* **WHAT IS EXPECTED**
Pull every line of the rows below into your answer without changing a single character, and leave the pictures out.

* **DATA FOR THIS TASK**
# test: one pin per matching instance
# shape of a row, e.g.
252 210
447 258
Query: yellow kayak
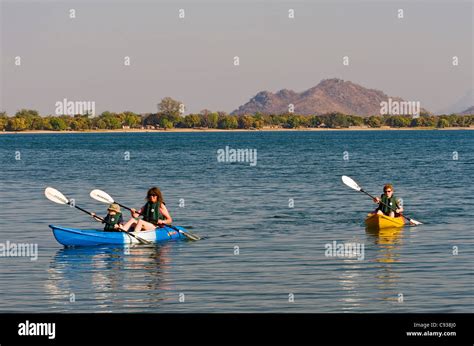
383 221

* **OUTPUT OF THE EXERCISE**
# test: one pin per matching instance
# shape of a row, e.g.
252 210
447 258
Query: yellow kayak
383 221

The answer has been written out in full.